• What is being asked:
Could you format the records from the line with "Highlight the white cloud." up to and including the line with "[0,117,116,174]" as a Markdown table with the columns "Row" and "Line", numbering each row, omitting blank lines, and leaving the pictures out?

• Dataset excerpts:
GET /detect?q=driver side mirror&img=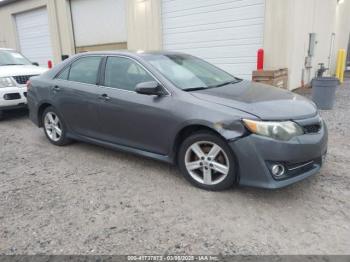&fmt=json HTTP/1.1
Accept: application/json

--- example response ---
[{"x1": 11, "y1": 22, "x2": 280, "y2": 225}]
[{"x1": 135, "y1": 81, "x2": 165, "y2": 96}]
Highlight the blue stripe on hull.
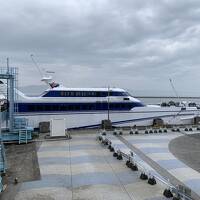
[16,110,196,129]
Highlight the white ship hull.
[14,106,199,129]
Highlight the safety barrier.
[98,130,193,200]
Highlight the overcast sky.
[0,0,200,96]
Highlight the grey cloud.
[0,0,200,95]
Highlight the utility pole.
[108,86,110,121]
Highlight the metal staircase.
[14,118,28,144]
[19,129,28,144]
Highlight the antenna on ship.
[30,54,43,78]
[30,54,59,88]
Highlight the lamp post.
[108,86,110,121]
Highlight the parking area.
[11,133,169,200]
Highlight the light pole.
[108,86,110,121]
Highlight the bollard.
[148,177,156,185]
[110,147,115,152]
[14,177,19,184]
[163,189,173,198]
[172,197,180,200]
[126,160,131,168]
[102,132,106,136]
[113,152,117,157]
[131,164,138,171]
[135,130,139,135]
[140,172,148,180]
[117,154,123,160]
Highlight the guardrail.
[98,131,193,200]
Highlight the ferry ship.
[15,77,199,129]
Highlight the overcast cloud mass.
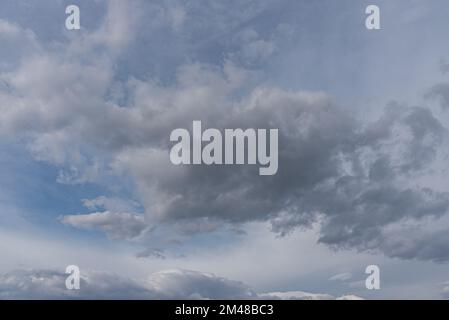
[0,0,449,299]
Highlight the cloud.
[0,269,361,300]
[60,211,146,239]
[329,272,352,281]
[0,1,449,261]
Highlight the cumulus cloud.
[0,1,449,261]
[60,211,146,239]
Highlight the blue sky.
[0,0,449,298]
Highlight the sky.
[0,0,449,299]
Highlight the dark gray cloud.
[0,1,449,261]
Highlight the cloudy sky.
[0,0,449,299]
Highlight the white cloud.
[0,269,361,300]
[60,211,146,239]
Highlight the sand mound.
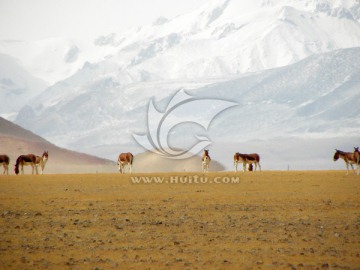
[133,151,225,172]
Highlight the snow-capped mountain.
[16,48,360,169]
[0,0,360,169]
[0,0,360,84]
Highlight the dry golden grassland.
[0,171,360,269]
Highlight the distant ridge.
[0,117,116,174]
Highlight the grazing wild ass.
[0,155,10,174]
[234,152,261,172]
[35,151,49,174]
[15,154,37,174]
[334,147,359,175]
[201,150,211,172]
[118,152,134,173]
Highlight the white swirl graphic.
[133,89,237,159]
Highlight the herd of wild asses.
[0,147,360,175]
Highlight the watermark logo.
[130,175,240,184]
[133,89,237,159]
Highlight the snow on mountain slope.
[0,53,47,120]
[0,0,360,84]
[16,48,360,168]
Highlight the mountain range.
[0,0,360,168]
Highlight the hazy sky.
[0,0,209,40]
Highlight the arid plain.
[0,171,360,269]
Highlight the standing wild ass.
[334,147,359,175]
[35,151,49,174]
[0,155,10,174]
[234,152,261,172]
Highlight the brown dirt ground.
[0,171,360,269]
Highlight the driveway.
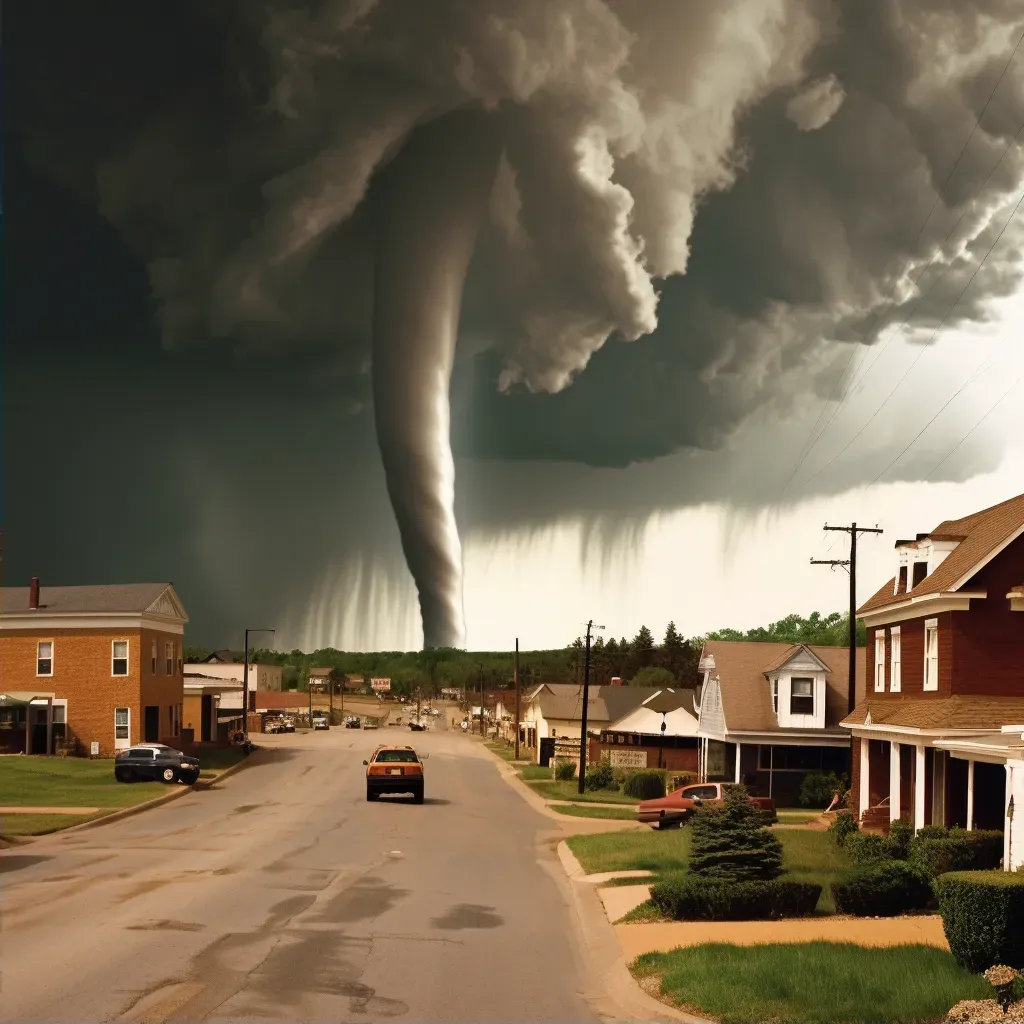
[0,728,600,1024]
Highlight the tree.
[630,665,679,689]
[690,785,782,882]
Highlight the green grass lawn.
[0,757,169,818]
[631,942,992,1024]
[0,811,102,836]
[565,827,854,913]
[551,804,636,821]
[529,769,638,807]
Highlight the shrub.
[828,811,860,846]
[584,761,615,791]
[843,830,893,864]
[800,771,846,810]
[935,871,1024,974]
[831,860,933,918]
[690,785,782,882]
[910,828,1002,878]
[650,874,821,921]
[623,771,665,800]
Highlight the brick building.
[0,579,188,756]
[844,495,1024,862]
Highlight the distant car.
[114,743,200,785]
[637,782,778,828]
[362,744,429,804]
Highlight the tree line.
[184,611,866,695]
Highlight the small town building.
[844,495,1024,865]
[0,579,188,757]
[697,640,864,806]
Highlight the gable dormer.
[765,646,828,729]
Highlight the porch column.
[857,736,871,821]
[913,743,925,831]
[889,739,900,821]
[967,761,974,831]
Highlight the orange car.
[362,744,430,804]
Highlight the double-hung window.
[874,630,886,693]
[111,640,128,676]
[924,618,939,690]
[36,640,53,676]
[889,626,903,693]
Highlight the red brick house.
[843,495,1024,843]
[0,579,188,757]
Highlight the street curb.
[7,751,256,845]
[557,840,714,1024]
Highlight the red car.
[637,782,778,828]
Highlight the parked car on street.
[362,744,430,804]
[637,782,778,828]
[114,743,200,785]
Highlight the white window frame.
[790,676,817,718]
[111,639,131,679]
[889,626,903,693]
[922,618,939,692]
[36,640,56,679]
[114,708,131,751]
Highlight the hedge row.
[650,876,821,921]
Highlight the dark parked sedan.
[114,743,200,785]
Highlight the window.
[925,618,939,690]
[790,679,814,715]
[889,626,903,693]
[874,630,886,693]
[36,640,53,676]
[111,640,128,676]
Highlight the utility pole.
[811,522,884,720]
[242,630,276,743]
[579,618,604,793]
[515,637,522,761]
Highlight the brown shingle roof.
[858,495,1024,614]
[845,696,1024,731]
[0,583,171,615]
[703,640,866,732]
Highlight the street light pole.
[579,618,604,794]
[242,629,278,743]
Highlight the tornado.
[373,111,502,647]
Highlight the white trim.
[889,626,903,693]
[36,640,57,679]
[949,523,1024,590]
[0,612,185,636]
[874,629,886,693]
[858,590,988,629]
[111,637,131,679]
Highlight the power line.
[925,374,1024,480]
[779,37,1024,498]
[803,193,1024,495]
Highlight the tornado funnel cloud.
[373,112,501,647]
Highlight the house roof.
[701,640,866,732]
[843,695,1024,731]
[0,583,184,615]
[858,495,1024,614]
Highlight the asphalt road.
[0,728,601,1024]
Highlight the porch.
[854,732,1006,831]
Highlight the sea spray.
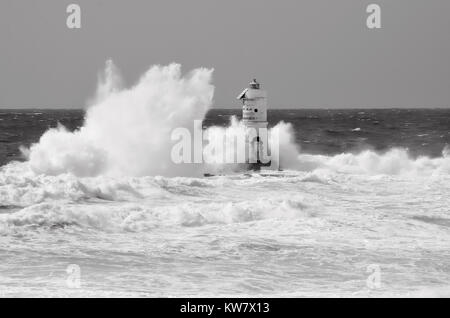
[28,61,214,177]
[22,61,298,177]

• Exercise answer:
| Row | Line |
|---|---|
| 1 | Highlight the white cloud. |
| 2 | [0,269,361,300] |
| 3 | [60,211,146,239] |
| 4 | Highlight the sand mound. |
| 5 | [133,151,225,172] |
| 6 | Highlight the snow-capped mountain. |
| 7 | [16,48,360,169] |
| 8 | [0,0,360,169] |
| 9 | [0,0,360,84] |
| 10 | Highlight the dry golden grassland. |
| 11 | [0,171,360,269] |
| 12 | Highlight the distant ridge. |
| 13 | [0,117,116,174] |